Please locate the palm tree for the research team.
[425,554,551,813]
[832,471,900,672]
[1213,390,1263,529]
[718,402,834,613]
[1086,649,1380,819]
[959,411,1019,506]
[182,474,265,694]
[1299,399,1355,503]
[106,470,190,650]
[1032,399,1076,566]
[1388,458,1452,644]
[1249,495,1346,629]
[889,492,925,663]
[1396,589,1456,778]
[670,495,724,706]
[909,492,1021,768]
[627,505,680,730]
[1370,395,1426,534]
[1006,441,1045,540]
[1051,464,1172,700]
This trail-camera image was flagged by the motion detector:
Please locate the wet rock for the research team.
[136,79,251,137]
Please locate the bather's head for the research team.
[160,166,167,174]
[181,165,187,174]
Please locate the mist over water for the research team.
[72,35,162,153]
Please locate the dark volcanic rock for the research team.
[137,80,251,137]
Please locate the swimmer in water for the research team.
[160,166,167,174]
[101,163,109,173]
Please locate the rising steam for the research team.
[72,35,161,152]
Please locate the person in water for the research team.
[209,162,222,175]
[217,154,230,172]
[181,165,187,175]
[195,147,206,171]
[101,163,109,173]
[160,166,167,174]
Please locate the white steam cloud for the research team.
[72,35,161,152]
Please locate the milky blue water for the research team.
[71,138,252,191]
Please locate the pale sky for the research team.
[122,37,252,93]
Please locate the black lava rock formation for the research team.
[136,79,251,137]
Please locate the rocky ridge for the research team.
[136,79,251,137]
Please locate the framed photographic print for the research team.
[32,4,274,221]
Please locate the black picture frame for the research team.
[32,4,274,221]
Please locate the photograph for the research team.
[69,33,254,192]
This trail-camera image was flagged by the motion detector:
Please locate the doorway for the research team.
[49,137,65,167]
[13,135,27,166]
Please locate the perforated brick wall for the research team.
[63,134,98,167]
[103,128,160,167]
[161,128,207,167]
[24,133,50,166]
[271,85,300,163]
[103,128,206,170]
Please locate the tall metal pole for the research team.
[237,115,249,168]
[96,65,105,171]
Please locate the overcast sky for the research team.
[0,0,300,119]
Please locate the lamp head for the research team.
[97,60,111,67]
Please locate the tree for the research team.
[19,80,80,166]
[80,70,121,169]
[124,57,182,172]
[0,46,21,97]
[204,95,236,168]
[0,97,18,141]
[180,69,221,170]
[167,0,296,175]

---

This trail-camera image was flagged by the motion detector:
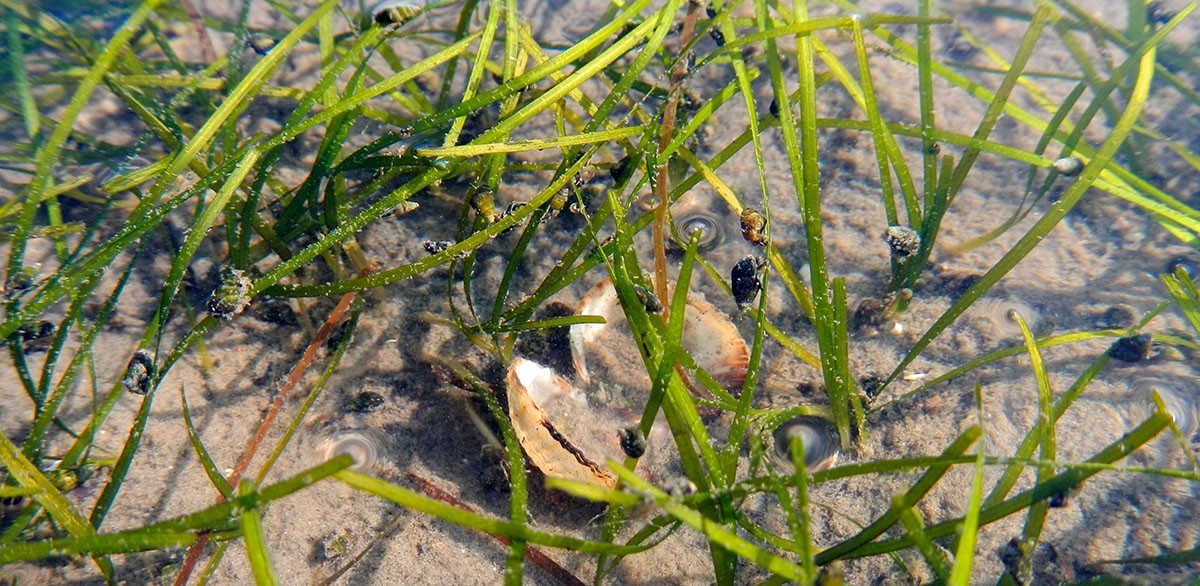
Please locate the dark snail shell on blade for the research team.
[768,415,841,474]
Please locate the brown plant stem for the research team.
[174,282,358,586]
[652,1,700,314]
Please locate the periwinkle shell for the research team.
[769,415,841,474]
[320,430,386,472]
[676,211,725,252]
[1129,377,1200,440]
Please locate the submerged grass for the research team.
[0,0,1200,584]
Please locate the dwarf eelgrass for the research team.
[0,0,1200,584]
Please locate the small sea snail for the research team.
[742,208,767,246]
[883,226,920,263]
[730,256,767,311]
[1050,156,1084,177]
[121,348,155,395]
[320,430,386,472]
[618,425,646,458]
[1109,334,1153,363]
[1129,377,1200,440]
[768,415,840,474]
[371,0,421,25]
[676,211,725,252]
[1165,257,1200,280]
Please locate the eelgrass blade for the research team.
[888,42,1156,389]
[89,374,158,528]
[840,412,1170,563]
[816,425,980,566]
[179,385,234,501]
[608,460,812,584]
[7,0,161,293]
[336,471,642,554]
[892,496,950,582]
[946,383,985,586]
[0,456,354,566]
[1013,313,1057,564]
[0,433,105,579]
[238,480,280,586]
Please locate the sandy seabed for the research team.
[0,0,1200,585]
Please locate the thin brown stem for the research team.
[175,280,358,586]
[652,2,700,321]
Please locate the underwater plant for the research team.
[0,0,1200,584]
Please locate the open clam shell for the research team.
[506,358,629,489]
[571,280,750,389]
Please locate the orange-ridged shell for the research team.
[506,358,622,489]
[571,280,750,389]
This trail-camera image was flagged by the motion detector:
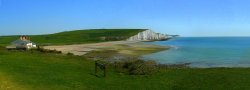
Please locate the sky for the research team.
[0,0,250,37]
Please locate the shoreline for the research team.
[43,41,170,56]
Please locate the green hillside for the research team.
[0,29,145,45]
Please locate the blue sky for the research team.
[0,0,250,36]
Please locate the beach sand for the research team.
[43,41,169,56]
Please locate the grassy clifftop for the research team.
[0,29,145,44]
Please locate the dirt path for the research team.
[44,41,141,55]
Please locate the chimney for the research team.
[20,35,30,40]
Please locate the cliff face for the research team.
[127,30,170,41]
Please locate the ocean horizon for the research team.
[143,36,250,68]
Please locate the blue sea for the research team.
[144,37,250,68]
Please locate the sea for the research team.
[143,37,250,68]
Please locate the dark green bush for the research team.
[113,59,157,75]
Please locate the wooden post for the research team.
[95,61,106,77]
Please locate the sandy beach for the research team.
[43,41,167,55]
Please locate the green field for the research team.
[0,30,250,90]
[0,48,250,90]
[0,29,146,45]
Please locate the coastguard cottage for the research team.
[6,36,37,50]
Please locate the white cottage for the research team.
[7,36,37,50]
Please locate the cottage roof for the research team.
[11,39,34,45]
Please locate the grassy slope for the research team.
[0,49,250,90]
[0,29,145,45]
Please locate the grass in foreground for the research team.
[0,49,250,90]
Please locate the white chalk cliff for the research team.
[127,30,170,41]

# [Task description]
Rewrite the records beginning at the line that has "Please locate the palm" and stopping after the line that has "[889,492,925,663]", with "palm tree" replaced by "date palm" and everything else left unchanged.

# [Task result]
Please locate the date palm for the research team.
[425,554,551,813]
[832,471,900,672]
[1213,390,1263,529]
[718,402,834,613]
[1086,649,1380,819]
[959,411,1019,506]
[182,474,265,694]
[1299,399,1355,503]
[106,470,190,650]
[1032,399,1076,566]
[1388,458,1452,644]
[1249,495,1346,629]
[889,492,925,663]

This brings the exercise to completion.